Quote the listing in full, exactly as given, minus any pictures.

--------------------------------------------------

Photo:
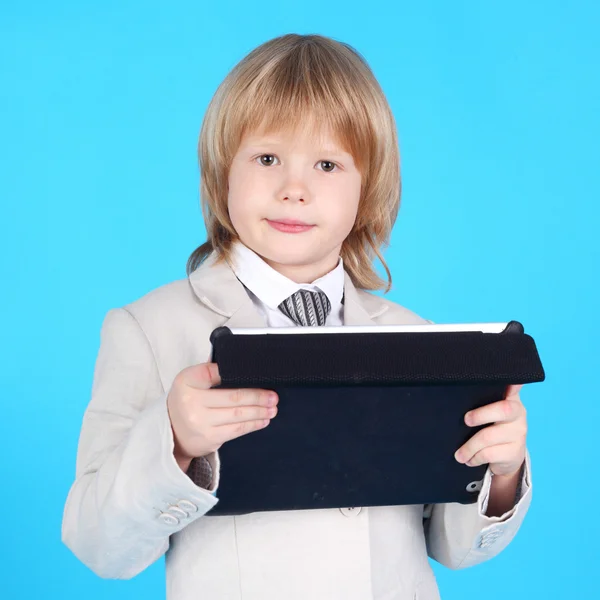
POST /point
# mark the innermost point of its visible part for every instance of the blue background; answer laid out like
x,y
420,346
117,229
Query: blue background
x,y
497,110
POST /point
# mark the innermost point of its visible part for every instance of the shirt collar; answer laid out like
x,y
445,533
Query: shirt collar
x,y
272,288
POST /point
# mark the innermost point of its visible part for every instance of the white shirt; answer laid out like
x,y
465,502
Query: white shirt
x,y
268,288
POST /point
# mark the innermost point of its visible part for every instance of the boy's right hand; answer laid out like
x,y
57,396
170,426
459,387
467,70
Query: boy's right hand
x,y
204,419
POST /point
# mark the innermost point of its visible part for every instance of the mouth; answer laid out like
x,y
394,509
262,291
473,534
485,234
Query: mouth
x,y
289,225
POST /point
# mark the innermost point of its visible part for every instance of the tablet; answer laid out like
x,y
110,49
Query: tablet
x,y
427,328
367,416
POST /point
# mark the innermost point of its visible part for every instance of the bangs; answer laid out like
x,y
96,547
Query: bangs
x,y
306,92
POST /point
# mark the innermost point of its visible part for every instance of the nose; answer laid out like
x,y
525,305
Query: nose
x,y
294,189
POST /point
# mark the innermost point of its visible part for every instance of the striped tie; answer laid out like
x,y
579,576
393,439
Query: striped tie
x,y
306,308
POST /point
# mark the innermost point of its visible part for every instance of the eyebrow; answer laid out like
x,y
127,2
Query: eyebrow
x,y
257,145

--------------------------------------------------

§ EXERCISE SOLUTION:
Photo:
POST /point
# mark the innermost point of its visible part for every instance of the blue background; answer laid out like
x,y
420,346
117,229
Query: blue background
x,y
497,110
POST /point
# mark the innermost point of its visible part for every instance of the shirt collar; answer laid out like
x,y
445,533
Query: shirt collar
x,y
272,288
POST /point
# mark the innermost point of its visible part for every instance of the white shirt; answer laid out like
x,y
465,502
Query: white shirt
x,y
268,288
POST /point
# mark the innermost point of its visible part for every instance of the boy's right hand; answer laid out like
x,y
57,396
170,426
459,387
467,70
Query: boy's right hand
x,y
204,419
POST /point
# mark the innermost point of its visible part for every instance of the mouth; answer laid out like
x,y
394,509
262,291
473,534
485,234
Query: mouth
x,y
289,225
POST /point
# mark the innermost point of its visible part for every instance of the tablet; answer laid out like
x,y
110,49
Query: tablet
x,y
427,328
367,416
POST /point
# mark the innermost point of its visible part for every instance of the bangs; answer laid out like
x,y
96,547
Query: bangs
x,y
306,92
POST /point
# mark the innermost point of its visible part for every instance of the nose; answer laid out like
x,y
525,305
Query: nose
x,y
294,189
POST /point
# mark the innermost point of its visible part for every instance of the striped tie; answer laid out like
x,y
579,576
393,439
Query: striped tie
x,y
306,308
POST /point
# mark the innermost point of its visible part for every instance of the eyebrow; answer laid out like
x,y
127,2
Query: eyebrow
x,y
257,145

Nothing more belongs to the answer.